» SET TASK 1: In the excerpted text, what does a nil or -1 value for the length parameter mean?
» SET TASK 2: Show every line of the rows that contains the string "long".

» EXCERPTED TEXT:
|---|

Returns converted string.
* In the case of ((|str|)) is (({nil})), places ((|converter|))
itself into initial shift state and just returns a string contains
the byte sequence to change the output buffer to its initial shift
state.
* Otherwise, causes exception.
:Parameters
:((|str|))
string to be converted or (({nil})).
:((|start|))
starting offset.
:((|length|))
conversion length,
(({nil})) or (({-1})) means whole string from (({start})).
:Exceptions
* ((<Iconv::IllegalSequence>))
* ((<Iconv::InvalidCharacter>))
* ((<Iconv::OutOfRange>))
=end
*/
static VALUE
iconv_iconv
#ifdef HAVE_PROTOTYPES
(int argc, VALUE *argv, VALUE self)
#else /* HAVE_PROTOTYPES */
(argc, argv, self)
int argc;
VALUE *argv;
VALUE self;
#endif /* HAVE_PROTOTYPES */
{
VALUE str, n1, n2;
Check_Type(self, T_DATA);
n1 = n2 = Qnil;
rb_scan_args(argc, argv, "12", &str, &n1, &n2);
return iconv_convert(VALUE2ICONV(DATA_PTR(self)), str,
NIL_P(n1) ? 0 : NUM2INT(n1),
NIL_P(n2) ? -1 : NUM2INT(n1),
NULL);
}
/*
=begin
= Exceptions
=end
*/
/*
=begin
== Iconv::Failure
Base exceptional attributes from ((<Iconv>)).

|---|

» THE RECORDS:
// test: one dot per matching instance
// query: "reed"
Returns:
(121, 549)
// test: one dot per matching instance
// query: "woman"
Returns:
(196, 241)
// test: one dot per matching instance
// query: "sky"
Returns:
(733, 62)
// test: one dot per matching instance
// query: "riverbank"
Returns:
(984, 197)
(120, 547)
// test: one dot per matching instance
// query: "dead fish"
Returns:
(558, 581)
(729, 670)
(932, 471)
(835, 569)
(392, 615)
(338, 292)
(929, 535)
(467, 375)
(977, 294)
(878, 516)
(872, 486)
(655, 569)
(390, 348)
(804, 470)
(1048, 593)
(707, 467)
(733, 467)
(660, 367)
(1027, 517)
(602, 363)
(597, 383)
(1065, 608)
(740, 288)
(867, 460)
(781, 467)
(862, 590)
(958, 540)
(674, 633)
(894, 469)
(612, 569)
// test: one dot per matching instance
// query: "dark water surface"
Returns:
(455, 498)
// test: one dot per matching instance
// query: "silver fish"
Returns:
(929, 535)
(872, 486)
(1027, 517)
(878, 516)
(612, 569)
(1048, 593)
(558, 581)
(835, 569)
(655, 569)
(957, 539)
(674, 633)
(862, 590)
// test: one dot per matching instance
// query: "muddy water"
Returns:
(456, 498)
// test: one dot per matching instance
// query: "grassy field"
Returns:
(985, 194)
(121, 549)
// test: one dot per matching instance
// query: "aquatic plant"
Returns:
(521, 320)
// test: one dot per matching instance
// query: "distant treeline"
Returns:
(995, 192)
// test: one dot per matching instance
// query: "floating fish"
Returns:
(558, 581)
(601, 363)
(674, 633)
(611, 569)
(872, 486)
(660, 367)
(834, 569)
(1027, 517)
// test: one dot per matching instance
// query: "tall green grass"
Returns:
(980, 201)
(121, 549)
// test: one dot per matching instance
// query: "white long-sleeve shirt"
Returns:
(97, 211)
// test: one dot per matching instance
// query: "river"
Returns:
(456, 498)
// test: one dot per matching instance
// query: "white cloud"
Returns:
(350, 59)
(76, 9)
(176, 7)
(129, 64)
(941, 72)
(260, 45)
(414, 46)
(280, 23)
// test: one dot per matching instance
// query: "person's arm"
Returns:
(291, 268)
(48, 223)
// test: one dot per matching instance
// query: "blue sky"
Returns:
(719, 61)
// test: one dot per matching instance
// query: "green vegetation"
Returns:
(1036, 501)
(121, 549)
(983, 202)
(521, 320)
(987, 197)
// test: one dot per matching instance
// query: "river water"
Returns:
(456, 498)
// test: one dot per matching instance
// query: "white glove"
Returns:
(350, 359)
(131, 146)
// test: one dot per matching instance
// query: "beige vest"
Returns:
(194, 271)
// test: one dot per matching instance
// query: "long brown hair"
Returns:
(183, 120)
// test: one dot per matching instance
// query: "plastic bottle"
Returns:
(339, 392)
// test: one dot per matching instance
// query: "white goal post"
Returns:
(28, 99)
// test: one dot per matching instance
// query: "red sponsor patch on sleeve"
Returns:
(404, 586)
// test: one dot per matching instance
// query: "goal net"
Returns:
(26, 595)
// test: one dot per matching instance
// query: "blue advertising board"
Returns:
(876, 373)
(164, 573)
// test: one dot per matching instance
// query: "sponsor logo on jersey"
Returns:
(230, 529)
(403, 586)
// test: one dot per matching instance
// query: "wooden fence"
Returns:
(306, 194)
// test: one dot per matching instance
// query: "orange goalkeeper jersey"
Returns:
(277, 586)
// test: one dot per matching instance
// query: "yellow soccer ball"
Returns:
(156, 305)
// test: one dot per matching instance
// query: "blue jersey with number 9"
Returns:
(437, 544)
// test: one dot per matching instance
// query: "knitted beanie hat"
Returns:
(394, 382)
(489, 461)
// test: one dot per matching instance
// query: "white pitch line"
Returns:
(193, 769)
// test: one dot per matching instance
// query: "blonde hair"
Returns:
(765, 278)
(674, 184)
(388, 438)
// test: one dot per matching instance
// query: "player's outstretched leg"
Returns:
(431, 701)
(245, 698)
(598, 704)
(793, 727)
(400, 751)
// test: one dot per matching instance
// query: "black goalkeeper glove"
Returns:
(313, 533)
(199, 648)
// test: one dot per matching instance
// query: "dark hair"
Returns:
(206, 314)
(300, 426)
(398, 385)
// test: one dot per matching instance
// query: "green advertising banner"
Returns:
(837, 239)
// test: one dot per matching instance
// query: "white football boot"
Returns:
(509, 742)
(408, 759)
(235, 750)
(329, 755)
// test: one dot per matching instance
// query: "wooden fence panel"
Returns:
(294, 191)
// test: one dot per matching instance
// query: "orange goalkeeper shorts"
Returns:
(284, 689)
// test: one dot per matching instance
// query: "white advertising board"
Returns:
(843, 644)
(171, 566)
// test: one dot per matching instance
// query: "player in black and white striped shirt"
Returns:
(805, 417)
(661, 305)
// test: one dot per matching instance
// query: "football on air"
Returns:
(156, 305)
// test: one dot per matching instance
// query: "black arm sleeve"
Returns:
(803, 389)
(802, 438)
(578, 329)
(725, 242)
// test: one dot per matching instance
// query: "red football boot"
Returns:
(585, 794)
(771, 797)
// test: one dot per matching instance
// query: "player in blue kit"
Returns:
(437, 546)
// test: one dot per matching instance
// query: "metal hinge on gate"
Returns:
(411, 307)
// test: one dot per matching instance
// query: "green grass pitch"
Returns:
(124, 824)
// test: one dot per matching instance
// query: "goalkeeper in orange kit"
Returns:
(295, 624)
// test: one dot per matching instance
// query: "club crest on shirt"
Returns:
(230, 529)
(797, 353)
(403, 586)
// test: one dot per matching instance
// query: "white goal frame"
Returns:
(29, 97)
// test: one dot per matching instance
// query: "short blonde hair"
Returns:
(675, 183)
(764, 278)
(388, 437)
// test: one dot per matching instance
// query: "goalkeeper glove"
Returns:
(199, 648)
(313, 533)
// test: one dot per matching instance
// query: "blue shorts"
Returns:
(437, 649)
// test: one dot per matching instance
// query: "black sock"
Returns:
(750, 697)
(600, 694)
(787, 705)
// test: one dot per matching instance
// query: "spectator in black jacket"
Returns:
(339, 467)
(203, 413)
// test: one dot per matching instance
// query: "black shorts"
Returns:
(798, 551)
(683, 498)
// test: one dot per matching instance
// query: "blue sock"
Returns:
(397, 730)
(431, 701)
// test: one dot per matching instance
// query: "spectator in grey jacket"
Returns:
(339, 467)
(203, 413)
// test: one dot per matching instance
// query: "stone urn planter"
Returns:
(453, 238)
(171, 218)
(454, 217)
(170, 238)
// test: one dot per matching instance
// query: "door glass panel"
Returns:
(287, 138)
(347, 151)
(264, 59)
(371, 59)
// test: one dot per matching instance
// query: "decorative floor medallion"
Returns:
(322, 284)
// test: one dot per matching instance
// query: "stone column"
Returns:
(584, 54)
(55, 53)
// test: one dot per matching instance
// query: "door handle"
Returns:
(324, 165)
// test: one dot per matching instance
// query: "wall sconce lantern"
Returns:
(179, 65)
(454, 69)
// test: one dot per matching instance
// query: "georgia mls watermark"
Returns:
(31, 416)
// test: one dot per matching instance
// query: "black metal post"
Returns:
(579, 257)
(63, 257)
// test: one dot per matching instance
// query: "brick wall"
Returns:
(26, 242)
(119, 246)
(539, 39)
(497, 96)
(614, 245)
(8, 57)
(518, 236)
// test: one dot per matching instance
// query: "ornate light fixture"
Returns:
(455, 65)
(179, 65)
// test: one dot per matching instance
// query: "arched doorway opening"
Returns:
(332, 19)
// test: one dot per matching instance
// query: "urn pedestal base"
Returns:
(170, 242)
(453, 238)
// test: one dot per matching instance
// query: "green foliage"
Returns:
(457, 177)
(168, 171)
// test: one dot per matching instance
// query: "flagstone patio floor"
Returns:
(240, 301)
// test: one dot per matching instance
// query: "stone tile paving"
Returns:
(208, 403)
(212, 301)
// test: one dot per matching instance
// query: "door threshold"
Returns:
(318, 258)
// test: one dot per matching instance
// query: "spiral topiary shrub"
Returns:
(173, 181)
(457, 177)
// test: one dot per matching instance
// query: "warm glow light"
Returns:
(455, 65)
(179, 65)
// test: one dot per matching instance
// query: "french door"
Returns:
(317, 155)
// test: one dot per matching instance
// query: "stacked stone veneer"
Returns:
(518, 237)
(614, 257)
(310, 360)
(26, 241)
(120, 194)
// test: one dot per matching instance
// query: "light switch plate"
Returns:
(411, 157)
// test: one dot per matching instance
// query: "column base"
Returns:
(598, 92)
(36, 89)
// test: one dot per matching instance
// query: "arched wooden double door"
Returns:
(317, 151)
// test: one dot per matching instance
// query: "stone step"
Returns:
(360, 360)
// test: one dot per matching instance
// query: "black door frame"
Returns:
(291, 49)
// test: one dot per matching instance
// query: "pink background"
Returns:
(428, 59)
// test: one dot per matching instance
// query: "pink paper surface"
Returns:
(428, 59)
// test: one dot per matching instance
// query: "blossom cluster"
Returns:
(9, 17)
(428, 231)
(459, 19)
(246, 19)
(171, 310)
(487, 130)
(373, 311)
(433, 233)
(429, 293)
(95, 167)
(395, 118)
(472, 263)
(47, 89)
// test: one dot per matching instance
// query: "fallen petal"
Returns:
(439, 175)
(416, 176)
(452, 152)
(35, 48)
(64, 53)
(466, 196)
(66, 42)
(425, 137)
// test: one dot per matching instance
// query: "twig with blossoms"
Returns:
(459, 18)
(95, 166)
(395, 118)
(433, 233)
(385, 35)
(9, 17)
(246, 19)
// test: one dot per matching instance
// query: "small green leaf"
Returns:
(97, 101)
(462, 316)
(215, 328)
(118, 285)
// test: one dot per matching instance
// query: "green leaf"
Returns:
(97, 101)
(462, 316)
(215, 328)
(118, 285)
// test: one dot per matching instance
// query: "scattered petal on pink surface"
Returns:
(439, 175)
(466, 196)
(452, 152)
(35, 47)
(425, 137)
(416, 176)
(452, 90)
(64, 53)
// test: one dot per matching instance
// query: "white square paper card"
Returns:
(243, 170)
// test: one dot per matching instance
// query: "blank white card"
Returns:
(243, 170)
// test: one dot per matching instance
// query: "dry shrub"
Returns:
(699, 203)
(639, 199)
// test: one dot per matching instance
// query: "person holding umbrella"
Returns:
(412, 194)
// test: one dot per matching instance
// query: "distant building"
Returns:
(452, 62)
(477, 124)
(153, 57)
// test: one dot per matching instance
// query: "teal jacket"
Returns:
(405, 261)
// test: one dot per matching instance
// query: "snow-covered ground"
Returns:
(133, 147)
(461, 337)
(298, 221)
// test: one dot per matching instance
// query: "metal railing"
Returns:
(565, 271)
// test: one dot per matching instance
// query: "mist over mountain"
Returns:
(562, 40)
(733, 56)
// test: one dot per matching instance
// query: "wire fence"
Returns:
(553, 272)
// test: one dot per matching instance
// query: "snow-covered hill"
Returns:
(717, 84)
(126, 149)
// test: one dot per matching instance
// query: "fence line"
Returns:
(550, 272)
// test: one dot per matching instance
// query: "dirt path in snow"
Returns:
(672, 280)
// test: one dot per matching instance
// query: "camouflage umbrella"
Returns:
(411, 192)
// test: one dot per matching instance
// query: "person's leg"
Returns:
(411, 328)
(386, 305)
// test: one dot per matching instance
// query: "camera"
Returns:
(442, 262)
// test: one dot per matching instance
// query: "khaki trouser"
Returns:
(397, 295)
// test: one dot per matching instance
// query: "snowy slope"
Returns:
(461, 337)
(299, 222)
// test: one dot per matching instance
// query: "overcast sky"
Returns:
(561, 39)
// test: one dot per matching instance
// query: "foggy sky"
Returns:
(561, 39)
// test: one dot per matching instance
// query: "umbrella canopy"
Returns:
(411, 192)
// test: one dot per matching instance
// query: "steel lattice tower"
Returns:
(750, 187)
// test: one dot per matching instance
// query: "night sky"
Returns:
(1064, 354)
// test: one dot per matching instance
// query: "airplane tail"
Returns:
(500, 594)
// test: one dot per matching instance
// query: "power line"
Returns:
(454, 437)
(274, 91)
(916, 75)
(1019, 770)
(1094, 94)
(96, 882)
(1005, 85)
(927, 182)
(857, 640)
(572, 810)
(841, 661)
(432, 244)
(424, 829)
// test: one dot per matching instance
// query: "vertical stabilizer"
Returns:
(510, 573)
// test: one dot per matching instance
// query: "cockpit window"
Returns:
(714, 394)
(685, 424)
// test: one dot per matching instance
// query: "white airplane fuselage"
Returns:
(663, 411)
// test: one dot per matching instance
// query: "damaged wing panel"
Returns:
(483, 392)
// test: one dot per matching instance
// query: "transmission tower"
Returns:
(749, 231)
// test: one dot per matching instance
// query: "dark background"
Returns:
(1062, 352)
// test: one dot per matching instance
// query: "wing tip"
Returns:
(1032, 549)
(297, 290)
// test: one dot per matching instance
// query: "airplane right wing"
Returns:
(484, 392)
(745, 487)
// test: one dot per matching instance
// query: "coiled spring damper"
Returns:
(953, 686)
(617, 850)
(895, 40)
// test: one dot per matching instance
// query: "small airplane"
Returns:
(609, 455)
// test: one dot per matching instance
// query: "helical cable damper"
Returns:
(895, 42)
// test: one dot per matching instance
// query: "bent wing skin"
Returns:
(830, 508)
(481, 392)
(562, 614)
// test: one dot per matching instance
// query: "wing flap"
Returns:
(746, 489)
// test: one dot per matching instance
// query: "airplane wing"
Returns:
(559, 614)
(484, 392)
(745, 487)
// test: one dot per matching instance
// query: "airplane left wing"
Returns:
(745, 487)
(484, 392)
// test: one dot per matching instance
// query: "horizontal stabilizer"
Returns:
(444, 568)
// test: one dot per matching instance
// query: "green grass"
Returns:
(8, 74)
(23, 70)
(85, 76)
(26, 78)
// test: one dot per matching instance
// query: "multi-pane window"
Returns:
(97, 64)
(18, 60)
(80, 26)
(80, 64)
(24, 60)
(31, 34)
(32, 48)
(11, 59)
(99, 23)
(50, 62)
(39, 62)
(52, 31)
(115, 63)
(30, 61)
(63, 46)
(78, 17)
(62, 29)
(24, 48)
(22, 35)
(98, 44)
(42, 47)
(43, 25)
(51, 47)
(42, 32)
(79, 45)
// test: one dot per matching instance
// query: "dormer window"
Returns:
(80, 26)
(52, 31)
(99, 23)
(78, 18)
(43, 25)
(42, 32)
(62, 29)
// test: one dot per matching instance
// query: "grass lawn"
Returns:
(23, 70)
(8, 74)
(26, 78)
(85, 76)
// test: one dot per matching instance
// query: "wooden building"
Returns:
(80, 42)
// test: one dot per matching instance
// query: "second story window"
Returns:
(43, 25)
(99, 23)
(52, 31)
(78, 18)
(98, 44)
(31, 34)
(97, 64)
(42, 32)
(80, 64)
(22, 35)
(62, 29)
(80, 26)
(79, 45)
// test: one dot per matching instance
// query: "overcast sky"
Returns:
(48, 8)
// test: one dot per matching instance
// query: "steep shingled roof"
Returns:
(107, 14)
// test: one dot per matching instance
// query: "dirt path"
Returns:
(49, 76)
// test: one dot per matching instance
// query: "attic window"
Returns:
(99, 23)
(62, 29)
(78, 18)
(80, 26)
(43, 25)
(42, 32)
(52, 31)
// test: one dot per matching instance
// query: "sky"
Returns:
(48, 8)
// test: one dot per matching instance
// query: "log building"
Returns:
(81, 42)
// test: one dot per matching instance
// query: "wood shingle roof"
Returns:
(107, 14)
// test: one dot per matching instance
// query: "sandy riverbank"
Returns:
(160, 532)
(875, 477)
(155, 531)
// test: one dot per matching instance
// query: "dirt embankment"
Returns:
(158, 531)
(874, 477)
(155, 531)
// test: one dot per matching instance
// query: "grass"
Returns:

|---|

» REPLY 1: It means the whole string from start.

» REPLY 2:
// query: "white long-sleeve shirt"
// query: "long brown hair"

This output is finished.